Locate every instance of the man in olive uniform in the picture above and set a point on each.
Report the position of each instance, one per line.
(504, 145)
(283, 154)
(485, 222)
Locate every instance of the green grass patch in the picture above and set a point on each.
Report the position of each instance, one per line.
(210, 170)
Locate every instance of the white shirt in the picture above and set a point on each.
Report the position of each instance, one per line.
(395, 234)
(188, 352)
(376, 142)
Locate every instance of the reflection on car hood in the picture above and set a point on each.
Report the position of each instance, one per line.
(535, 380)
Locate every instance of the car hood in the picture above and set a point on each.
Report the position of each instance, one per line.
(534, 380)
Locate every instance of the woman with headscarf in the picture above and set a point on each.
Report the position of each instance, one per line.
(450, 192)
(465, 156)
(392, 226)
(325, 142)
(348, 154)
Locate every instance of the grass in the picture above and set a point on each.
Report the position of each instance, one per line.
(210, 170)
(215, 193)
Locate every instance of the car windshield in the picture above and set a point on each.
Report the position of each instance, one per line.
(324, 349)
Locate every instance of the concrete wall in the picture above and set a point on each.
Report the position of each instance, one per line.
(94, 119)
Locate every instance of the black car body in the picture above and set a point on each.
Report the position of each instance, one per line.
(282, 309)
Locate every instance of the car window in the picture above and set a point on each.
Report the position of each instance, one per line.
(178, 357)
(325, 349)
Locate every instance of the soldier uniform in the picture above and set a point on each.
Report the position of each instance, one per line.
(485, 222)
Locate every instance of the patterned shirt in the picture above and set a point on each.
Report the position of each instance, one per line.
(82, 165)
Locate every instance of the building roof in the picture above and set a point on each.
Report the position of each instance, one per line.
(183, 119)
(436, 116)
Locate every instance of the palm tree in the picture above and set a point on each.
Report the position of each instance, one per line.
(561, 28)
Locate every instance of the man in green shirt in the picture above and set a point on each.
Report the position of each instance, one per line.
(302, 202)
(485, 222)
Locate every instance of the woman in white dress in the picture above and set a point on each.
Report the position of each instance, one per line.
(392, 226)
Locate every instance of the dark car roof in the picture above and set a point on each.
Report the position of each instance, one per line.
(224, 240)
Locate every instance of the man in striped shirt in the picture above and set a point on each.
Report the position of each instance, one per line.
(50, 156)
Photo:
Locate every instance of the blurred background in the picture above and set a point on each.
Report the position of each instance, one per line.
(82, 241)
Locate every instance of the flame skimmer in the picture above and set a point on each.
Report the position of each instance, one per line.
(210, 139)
┄┄┄┄┄┄
Exactly as written, please output every entry.

Locate every instance of the man in olive uniform in the picture above and set a point on each.
Report the position of each instance, one per line.
(504, 145)
(283, 154)
(485, 222)
Locate every instance of the green grass patch in the picture above and set a point on each.
Report the position of each instance, one per line.
(210, 170)
Locate every instance of the white shirt in the picture above and set a point on each.
Report the position of each instance, one per line.
(395, 234)
(188, 352)
(376, 142)
Locate every instance of the reflection on car hood in the picture above and set a point on each.
Report the position of each instance, one per line.
(535, 380)
Locate every instance of the car hood in the picture above and set a point on each.
Report the position of each instance, one per line.
(534, 380)
Locate every instance of the woman with headscarf in the picture above and set a point on each.
Report the position of each instance, one per line.
(450, 192)
(465, 156)
(392, 226)
(325, 142)
(348, 154)
Locate every instance of the grass in the picture above and set a point on each.
Report the position of each instance, one per line.
(210, 170)
(215, 193)
Locate every instance of the car windshield in the picture above and set a point on each.
Report the position of each instance, one per line.
(324, 349)
Locate every instance of the concrete wall in the picture above and set a point on each.
Report the position of each instance, one per line.
(94, 119)
Locate every instance of the black car body in the picture above and set a point on each.
Report the position of each instance, one per line.
(282, 309)
Locate every instance of the car window in the picture above and set a point on each.
Report the position of each instance, one per line.
(178, 357)
(325, 349)
Locate every instance of the soldier uniform in the picture above and set a point on each.
Report the position of each instance, one per line.
(485, 222)
Locate every instance of the patterned shirt in the picture above and set a point on each.
Report the position of each instance, one per line.
(82, 165)
Locate every instance of the building roof in the picture above and set a point on each.
Report the position of each instance, one per line.
(183, 119)
(436, 116)
Locate every instance of the palm tree in the picture above and set a point on each.
Report the position of each instance, one per line.
(561, 28)
Locate every instance of the man in green shirt in the picture above and set a point on each.
Report the position of each instance, one per line.
(302, 202)
(485, 222)
Locate every instance of the woman in white dress in the picture above and set a point on each.
Report the position of each instance, one per line.
(392, 226)
Locate every instance of the dark car roof in the picture above and set a point on each.
Report the position of each instance, one per line.
(224, 240)
Locate every instance of the man in striped shirt in the picture above and set a point on each.
Report the position of each instance, one per line.
(50, 156)
Photo:
Locate every instance of the blurred background in the picture above and set a point on each.
Report the position of each instance, one per line.
(82, 241)
Locate every instance of the flame skimmer in the picture above and set a point on each.
Report the position of each instance, one per line.
(210, 139)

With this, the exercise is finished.